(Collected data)
────

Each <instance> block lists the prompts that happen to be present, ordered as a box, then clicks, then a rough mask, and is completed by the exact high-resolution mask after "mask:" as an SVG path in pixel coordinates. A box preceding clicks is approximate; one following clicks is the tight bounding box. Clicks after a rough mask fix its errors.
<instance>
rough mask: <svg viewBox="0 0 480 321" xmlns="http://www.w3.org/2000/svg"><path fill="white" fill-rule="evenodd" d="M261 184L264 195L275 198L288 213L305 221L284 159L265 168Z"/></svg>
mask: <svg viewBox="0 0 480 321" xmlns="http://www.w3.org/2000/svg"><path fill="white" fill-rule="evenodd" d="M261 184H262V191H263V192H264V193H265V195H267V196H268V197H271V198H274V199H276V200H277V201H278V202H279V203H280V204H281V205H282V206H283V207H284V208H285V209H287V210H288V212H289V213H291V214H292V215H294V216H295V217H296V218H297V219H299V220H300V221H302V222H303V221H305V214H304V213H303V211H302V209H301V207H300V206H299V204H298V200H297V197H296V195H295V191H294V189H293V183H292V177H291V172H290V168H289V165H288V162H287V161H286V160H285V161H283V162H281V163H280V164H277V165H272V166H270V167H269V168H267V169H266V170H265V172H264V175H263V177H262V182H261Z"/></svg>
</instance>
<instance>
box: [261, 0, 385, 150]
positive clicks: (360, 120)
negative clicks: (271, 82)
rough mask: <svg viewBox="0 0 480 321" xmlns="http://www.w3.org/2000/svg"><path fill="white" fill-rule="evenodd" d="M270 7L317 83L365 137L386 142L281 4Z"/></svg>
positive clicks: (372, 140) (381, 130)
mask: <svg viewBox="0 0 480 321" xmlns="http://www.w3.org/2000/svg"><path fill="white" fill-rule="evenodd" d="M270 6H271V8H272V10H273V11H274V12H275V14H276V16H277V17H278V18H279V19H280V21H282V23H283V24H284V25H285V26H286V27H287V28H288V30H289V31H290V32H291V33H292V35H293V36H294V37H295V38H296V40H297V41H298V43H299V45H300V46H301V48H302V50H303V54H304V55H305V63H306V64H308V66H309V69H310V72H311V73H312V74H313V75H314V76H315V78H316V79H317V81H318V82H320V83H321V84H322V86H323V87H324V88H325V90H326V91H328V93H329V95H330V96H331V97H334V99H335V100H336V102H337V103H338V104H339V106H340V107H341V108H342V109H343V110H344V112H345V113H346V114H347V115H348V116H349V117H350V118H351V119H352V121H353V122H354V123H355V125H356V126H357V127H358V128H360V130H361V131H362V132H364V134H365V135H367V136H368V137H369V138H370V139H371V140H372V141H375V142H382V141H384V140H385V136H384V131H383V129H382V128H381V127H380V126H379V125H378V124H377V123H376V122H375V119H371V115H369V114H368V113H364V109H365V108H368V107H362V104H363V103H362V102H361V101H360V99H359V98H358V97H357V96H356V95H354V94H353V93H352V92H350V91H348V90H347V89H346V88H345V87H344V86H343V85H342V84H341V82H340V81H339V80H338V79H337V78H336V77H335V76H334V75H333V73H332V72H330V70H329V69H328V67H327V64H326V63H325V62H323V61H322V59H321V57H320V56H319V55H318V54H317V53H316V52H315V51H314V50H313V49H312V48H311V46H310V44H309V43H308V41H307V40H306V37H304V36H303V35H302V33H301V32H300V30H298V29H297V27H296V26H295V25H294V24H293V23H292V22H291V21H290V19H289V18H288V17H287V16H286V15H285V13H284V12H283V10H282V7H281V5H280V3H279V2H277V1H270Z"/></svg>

────

Transcribe all of the lines above verbatim, with nothing changed.

Each <instance> block lists the prompts that happen to be present, ordered as a box, then clicks, then a rough mask, and is completed by the exact high-resolution mask after "mask:" as an SVG path in pixel coordinates. A box preceding clicks is approximate; one following clicks is the tight bounding box. Clicks after a rough mask fix its errors.
<instance>
rough mask: <svg viewBox="0 0 480 321" xmlns="http://www.w3.org/2000/svg"><path fill="white" fill-rule="evenodd" d="M261 184L264 195L275 198L288 213L305 221L284 159L265 168Z"/></svg>
mask: <svg viewBox="0 0 480 321" xmlns="http://www.w3.org/2000/svg"><path fill="white" fill-rule="evenodd" d="M261 184H262V191H263V192H264V193H265V195H267V196H268V197H271V198H274V199H276V200H277V201H278V202H279V203H280V204H281V205H282V206H283V207H284V208H285V209H287V210H288V212H289V213H291V214H292V215H294V216H295V217H296V218H297V219H299V220H300V221H302V222H303V221H305V214H304V213H303V211H302V209H301V207H300V206H299V204H298V200H297V197H296V195H295V191H294V189H293V183H292V177H291V172H290V168H289V165H288V162H287V161H286V160H285V161H283V162H281V163H280V164H277V165H272V166H270V167H269V168H267V169H266V170H265V172H264V175H263V177H262V182H261Z"/></svg>
</instance>
<instance>
box: [261, 0, 385, 150]
positive clicks: (360, 120)
negative clicks: (271, 82)
rough mask: <svg viewBox="0 0 480 321" xmlns="http://www.w3.org/2000/svg"><path fill="white" fill-rule="evenodd" d="M270 7L317 83L365 137L386 142L281 4Z"/></svg>
positive clicks: (372, 140) (381, 130)
mask: <svg viewBox="0 0 480 321" xmlns="http://www.w3.org/2000/svg"><path fill="white" fill-rule="evenodd" d="M270 6H271V8H272V10H273V11H274V12H275V14H276V16H277V17H278V18H279V19H280V21H282V23H283V24H284V25H285V26H286V27H287V28H288V30H289V31H290V32H291V33H292V35H293V36H294V37H295V38H296V40H297V41H298V43H299V45H300V46H301V48H302V50H303V54H304V55H305V63H306V64H308V66H309V69H310V72H311V73H312V74H313V75H314V76H315V78H316V79H317V81H318V82H320V83H321V84H322V86H323V87H324V88H325V90H326V91H328V93H329V95H330V96H331V97H334V99H335V100H336V102H337V103H338V104H339V106H340V107H341V108H342V109H343V110H344V112H345V113H346V114H347V115H348V116H349V117H350V118H351V119H352V121H353V122H354V123H355V125H356V126H357V127H358V128H360V130H361V131H362V132H364V134H365V135H367V136H368V137H369V138H370V139H371V140H372V141H375V142H382V141H384V140H385V136H384V131H383V129H382V128H381V127H380V126H379V125H378V124H377V123H376V122H375V119H371V115H369V114H368V113H364V109H365V108H368V107H362V104H363V103H362V102H361V101H360V99H359V98H358V97H357V96H356V95H354V94H353V93H352V92H350V91H348V90H347V89H346V88H345V87H344V86H343V85H342V84H341V82H340V81H339V80H338V79H337V78H336V77H335V76H334V75H333V73H332V72H330V70H329V69H328V67H327V64H326V63H325V62H323V61H322V59H321V57H320V56H319V55H318V54H317V53H316V52H315V51H314V50H313V49H312V48H311V46H310V44H309V43H308V41H307V40H306V37H304V36H303V35H302V33H301V32H300V30H298V29H297V27H296V26H295V25H294V24H293V23H292V22H291V21H290V19H289V18H288V17H287V16H286V15H285V13H284V12H283V10H282V7H281V5H280V3H279V2H277V1H270Z"/></svg>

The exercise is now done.